### Brano da leggere
★ ★ ★ ★ ★ ★ ★

Sara Maria Serafini, Quando una donna

Sara Maria Serafini, Quando una donna

Nonostante nella prima parte della mia vita io abbia letto molti libri scritti da donne, negli ultimi trent’anni confesso d’aver privilegiato la voce degli scrittori, per maggior bisogno di complementarietà. Attualmente su dieci libri nuovi che entrano nella mia libreria, in media solo tre sono frutto d’ingegno femminile. Tuttavia, ci sono scrittrici delle quali non perderei un solo rigo: Sara Maria Serafini è una di loro. E vi spiego perché.

L’invito alla presentazione del suo romanzo d’esordio m’è arrivato in un periodo in cui avevo molto da leggere in poco tempo. Così il mio primo incontro con questo romanzo è stato solo un’incursione veloce tra le pagine d’una bella storia d’amicizia tra quattro donne, diverse e diversamente sole: due che si conoscono da sempre, Claudia e Gioia, una che viene e torna da lontano, Anika ed un’ultima che, come l’Aurora, arriva dopo una lunga notte. Sullo sfondo, altre donne: madri, sorelle, estranee. Ed il tema della maternità, all’apparenza, è quello declinato a più voci, in un racconto gradevole, intenso, coraggioso.

Si, ad una prima lettura questo romanzo rilascia il gusto amaro del coraggio antico delle donne di dire di no alle attese ed alle pretese del mondo. In modo particolare a tutto ciò che ha a che fare con la sopravvivenza della specie, la generatività del corpo femminile, il mito della maternità a tutti i costi.

★ ★ ★ ★ ★ ★ ★

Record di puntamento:

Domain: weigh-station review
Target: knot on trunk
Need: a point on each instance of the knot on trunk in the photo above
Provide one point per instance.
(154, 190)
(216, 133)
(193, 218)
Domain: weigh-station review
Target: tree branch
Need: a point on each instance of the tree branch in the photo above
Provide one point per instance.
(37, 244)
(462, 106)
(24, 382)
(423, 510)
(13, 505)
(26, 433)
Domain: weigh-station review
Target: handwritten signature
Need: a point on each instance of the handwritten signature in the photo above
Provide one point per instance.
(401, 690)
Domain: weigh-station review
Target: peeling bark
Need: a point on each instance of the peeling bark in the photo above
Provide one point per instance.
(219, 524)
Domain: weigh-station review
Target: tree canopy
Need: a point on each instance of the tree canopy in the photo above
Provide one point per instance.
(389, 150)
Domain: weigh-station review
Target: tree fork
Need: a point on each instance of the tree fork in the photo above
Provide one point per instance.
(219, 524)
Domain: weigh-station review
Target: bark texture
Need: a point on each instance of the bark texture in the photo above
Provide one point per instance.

★ ★ ★ ★ ★ ★ ★

### Compiti da svolgere
1 – Ricopia dalla recensione sul romanzo di Sara Maria Serafini il passo che va da "Nonostante nella prima" fino a "vi spiego perché." compreso.
2 – Nella recensione sul romanzo di Sara Maria Serafini, quali aggettivi qualificano il racconto nella frase che parla del tema della maternità? Elencali tutti.

### Risultati
1 –
Nonostante nella prima parte della mia vita io abbia letto molti libri scritti da donne, negli ultimi trent’anni confesso d’aver privilegiato la voce degli scrittori, per maggior bisogno di complementarietà. Attualmente su dieci libri nuovi che entrano nella mia libreria, in media solo tre sono frutto d’ingegno femminile. Tuttavia, ci sono scrittrici delle quali non perderei un solo rigo: Sara Maria Serafini è una di loro. E vi spiego perché.

2 – gradevole, intenso, coraggioso